Extract to read
"""
I will call it Ogden Dress….

Hi sewing friends! As promised last week today I will share with you few facts about making of this dress that forever will be called a Ogden Dress, because why not? Hahaha I would like to start with saying that it turned out exactly as I imagined so I’m overjoyed about it. The quality of this fabric is superb so with care and love hopefully I will enjoy it for years to come.

On the subject of fabric I purchased 2 meters of this lovely stripe textured viscose linen from Myfabrics.co.uk. It was £8.45 per meter and a dream to work with. Easy to handle and press made the sewing process very pleasant. I must say that I thought it would be more on a lightweight side considering the composition of fibre is 70% viscose and 30% linen, however it has more structure and just a little bit of drape to it. Saying that it turned out to be ideal for my dress.

Sometimes the fabric dictates how your make will hang and behave and falling on a scale closer to medium weight I decided to only gather my dress partially at the front and at the back and avoided adding too much bulk around my waist.

Also, I was worried that the fabric is too thick to do shirring with elasticated thread, so I made a choice and used a regular elastic that I edge stitched on both sides. I like the effect and the stability it gives. With elastic thread I never know how much it will gather the fabric , but this way I cut exact final lenght I wanted it to be and stretch the elastic while sewing. I used about 2 meters of 1cm wide elastic from my stash.

From the start I knew I am going to make the bodice lined, but I also wanted to use the same fabric so it kept it’s structure and breathability. Due to fabric shortage I had to improvise here a little and all my lining pieces are cut horizonally, which is fine because I was playing with direction of stripes on this dress anyway. One thing I did do differently however is to skip the lining of the centre back panel. With being elasticated I thought it would be to much, hence the top edge is sewn with white bias tape to give it more of a neat finish, plus it covers the first row of elastic which otherwise might be to itchy on my skin.
"""
To be done
Condense the paragraph of the sewing post that begins "On the subject of fabric" into a short bulleted list of its main facts.

Extracted records
"""
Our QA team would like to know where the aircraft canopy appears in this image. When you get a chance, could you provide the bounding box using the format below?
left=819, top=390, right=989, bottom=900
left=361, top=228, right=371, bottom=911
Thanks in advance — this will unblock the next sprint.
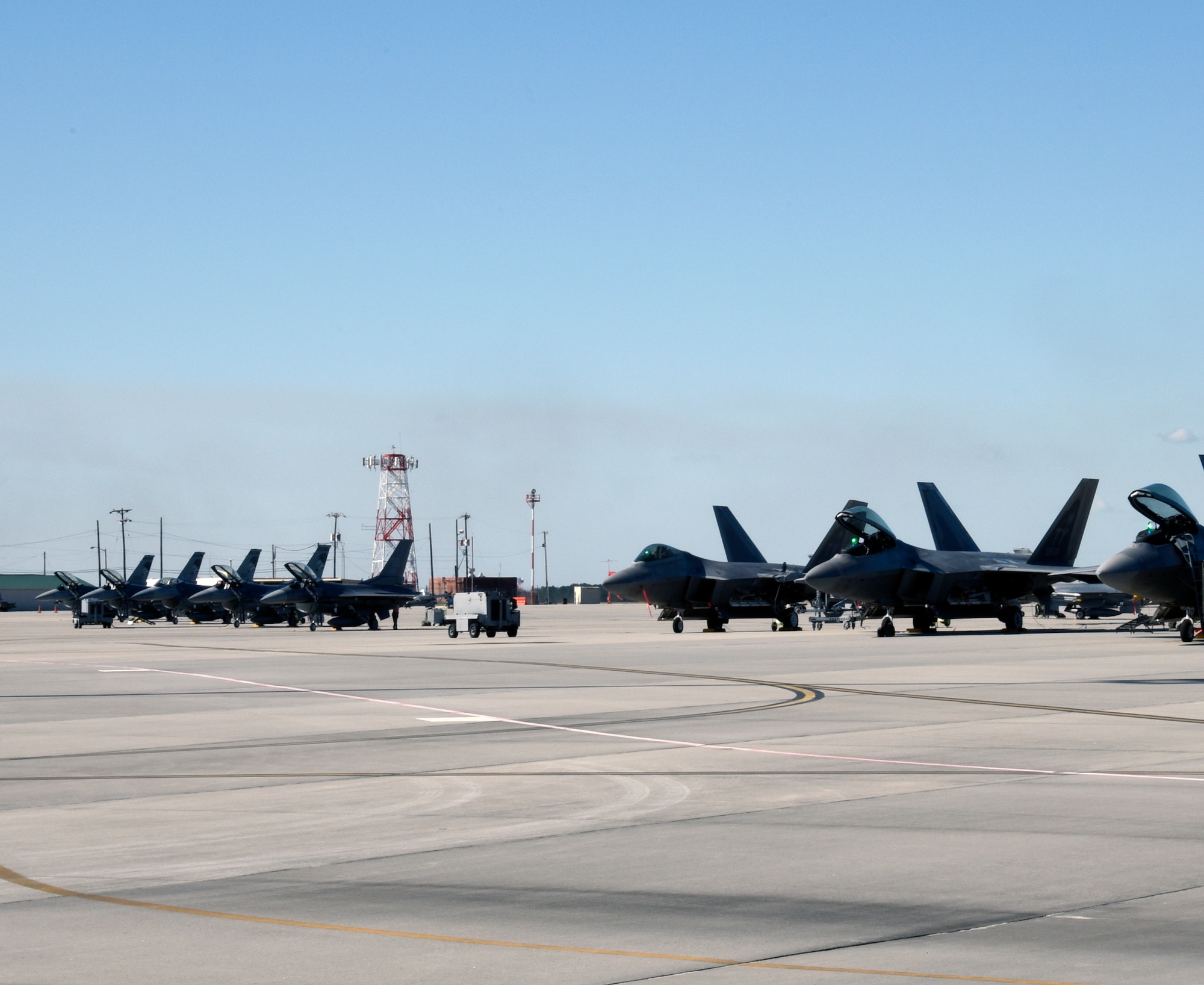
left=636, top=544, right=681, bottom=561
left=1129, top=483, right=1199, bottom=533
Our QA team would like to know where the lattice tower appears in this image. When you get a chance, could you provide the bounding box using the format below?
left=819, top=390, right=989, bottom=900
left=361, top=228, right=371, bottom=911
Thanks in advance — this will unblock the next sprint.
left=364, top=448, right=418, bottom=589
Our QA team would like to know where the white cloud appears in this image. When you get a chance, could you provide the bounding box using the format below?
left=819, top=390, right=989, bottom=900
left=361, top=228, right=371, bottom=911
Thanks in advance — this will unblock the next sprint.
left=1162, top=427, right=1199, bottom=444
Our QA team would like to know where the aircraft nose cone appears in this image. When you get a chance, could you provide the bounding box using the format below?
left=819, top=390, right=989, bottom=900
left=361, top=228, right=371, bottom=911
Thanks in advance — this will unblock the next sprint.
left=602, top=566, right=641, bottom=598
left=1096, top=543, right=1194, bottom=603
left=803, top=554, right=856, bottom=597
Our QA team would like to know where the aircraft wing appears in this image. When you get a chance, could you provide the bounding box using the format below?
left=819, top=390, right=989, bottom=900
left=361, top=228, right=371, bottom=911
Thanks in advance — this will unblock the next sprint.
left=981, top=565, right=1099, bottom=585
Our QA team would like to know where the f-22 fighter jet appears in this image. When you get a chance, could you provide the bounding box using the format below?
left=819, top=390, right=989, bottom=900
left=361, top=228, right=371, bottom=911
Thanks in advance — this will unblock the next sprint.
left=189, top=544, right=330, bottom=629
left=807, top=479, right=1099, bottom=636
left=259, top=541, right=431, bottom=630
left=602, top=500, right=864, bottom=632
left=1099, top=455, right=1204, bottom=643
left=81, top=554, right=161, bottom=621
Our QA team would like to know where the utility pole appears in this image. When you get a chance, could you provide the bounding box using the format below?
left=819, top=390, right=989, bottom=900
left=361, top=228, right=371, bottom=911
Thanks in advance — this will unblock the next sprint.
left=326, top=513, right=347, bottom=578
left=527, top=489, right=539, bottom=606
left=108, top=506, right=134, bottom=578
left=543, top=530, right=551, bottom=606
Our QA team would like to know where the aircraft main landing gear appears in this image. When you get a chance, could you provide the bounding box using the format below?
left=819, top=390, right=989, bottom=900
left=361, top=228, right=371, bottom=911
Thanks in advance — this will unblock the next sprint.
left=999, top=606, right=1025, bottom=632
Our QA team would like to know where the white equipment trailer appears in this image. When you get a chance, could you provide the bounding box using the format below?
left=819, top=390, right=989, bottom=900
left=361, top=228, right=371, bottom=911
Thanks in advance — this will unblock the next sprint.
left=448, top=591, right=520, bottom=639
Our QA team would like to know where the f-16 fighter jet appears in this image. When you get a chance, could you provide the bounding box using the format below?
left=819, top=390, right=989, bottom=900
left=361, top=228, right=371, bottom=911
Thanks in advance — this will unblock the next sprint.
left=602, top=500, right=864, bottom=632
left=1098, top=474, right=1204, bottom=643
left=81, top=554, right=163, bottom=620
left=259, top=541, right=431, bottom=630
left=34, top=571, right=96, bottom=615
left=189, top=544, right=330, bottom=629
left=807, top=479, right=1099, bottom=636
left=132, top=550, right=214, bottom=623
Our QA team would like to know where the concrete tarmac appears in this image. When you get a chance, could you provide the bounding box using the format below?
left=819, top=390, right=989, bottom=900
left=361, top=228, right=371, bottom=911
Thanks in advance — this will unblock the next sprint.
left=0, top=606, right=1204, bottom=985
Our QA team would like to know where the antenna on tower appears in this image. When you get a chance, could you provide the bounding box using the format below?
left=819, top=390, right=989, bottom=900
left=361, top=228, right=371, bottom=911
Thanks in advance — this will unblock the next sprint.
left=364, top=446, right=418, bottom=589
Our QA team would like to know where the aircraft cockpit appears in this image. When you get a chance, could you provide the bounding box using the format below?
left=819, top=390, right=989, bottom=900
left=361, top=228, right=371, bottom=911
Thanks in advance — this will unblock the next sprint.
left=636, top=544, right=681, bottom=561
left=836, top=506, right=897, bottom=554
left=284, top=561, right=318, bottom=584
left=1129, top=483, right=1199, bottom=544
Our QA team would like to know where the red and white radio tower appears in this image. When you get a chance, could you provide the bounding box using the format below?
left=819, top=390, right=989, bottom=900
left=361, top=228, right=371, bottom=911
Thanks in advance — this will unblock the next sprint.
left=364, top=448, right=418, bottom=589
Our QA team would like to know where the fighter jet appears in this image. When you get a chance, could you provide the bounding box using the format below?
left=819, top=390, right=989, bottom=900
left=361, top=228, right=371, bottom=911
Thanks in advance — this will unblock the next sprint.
"""
Finished task
- Bought 2 meters of striped textured viscose linen from Myfabrics.co.uk at £8.45 per meter.
- The fabric was easy to handle and press, which made sewing pleasant.
- Made of 70% viscose and 30% linen, it was expected to be lightweight but has more structure and only a little drape.
- It turned out to be ideal for the dress.